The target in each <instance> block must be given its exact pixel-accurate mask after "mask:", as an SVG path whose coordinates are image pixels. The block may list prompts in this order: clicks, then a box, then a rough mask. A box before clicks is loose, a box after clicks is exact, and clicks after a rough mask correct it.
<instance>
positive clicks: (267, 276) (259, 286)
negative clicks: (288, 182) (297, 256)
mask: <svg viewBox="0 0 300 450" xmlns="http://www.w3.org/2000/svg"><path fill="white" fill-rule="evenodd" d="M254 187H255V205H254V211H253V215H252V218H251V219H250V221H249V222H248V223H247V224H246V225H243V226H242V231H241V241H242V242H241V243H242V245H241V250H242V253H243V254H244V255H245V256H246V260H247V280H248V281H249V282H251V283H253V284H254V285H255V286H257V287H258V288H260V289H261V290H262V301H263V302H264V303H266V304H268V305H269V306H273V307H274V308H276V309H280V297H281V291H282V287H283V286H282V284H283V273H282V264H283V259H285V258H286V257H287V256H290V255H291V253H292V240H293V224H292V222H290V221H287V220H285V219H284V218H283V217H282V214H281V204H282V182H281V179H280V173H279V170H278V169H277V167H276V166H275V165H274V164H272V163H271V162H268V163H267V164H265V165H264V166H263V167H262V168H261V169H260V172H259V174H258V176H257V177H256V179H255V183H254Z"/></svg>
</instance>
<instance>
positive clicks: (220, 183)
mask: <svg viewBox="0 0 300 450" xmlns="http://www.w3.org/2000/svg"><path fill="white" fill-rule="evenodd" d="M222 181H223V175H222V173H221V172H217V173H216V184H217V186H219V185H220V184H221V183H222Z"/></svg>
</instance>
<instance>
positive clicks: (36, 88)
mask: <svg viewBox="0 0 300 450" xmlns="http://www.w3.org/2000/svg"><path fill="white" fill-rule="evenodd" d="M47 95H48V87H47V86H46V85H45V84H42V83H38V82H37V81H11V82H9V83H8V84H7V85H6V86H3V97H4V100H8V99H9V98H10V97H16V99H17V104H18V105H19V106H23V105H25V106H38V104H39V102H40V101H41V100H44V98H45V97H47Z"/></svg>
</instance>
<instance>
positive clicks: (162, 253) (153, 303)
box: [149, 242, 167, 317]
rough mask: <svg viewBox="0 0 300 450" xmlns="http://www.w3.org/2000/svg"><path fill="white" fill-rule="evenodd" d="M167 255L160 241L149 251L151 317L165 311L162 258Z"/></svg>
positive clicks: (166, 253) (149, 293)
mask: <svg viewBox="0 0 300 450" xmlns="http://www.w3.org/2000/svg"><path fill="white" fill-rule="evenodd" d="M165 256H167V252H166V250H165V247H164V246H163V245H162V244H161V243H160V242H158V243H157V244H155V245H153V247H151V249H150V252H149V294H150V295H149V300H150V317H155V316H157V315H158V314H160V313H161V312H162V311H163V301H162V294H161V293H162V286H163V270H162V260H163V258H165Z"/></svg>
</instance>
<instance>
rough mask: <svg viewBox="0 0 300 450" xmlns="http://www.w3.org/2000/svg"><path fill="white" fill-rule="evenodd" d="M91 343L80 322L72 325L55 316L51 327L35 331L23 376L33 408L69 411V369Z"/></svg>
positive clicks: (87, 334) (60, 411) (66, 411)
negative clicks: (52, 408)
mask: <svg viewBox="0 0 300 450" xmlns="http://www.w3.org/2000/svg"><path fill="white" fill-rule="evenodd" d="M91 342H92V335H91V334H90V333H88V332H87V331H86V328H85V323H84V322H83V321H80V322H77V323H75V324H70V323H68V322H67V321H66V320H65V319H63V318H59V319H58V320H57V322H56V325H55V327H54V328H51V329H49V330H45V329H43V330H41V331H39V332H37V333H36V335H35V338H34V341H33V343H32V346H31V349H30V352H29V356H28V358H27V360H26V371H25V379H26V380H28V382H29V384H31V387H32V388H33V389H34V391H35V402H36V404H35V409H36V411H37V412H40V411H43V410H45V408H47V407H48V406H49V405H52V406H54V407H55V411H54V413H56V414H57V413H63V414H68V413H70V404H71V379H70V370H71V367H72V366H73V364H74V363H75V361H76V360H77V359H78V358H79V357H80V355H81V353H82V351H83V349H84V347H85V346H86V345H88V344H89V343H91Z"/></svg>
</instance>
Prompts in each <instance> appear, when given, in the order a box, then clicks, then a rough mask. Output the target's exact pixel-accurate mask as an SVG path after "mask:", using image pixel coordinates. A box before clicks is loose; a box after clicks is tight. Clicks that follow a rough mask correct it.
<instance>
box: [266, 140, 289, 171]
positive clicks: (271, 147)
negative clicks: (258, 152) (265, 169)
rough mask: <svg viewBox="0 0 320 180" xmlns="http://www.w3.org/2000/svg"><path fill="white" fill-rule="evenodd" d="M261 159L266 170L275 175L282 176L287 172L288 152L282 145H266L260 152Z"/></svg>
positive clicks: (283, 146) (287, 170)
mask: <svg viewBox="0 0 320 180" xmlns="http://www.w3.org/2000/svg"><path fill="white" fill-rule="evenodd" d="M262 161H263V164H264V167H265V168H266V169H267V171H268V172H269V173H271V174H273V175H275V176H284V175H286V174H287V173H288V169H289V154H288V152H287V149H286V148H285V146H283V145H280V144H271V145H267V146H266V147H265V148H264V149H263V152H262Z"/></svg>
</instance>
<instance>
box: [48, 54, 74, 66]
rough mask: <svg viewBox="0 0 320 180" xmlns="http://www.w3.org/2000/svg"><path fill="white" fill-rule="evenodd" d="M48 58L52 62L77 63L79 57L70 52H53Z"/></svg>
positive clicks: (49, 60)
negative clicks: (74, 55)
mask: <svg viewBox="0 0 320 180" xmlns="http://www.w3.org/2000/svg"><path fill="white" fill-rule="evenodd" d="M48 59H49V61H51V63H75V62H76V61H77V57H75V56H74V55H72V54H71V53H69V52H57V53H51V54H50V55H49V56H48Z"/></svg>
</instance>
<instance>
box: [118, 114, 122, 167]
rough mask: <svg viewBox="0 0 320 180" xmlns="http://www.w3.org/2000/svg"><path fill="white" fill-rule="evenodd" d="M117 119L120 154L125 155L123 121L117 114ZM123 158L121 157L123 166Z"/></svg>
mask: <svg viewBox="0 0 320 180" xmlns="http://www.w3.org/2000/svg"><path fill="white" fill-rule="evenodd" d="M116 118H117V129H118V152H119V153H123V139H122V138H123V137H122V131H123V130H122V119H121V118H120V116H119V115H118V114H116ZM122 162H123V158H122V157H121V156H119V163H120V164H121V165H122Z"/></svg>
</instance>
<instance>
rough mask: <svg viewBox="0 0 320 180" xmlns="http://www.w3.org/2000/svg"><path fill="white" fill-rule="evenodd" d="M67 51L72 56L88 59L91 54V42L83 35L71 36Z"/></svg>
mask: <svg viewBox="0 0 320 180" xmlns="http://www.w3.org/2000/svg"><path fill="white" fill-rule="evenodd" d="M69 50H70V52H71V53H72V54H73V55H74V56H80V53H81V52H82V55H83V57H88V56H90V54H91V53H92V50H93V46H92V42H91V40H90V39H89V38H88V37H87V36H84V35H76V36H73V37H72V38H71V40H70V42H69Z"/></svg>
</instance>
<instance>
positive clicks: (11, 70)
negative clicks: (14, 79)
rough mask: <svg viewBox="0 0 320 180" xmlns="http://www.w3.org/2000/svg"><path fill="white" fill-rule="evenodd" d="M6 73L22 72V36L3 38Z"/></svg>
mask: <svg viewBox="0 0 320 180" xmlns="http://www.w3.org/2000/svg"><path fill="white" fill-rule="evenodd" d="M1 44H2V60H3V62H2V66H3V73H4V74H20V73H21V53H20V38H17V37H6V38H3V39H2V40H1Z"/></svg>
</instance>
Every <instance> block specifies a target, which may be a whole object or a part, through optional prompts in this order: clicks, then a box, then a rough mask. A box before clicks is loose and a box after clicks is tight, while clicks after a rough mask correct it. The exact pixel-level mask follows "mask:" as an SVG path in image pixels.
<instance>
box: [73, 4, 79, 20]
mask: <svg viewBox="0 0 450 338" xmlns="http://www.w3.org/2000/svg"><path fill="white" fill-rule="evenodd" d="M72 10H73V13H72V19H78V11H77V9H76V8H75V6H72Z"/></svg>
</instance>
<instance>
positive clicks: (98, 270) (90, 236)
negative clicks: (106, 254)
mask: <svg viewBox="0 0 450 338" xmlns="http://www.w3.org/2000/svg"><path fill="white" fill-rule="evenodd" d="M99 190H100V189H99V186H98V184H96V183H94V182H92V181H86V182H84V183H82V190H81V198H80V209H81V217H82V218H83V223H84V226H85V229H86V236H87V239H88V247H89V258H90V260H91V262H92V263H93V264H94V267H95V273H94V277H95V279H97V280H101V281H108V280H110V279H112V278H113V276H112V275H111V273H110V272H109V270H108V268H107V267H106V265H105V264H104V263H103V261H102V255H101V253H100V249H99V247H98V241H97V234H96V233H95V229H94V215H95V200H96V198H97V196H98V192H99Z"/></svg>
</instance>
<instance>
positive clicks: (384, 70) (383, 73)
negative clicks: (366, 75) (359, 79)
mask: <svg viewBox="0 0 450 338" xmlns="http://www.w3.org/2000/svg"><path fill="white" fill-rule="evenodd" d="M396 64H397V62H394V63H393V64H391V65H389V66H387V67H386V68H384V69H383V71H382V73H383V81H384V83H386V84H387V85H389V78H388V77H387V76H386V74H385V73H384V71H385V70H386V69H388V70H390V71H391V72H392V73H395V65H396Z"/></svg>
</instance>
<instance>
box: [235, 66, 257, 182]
● ● ●
*Exercise details*:
Please count the lines of the records that contain the string "exact" and give only the number.

*Response below*:
3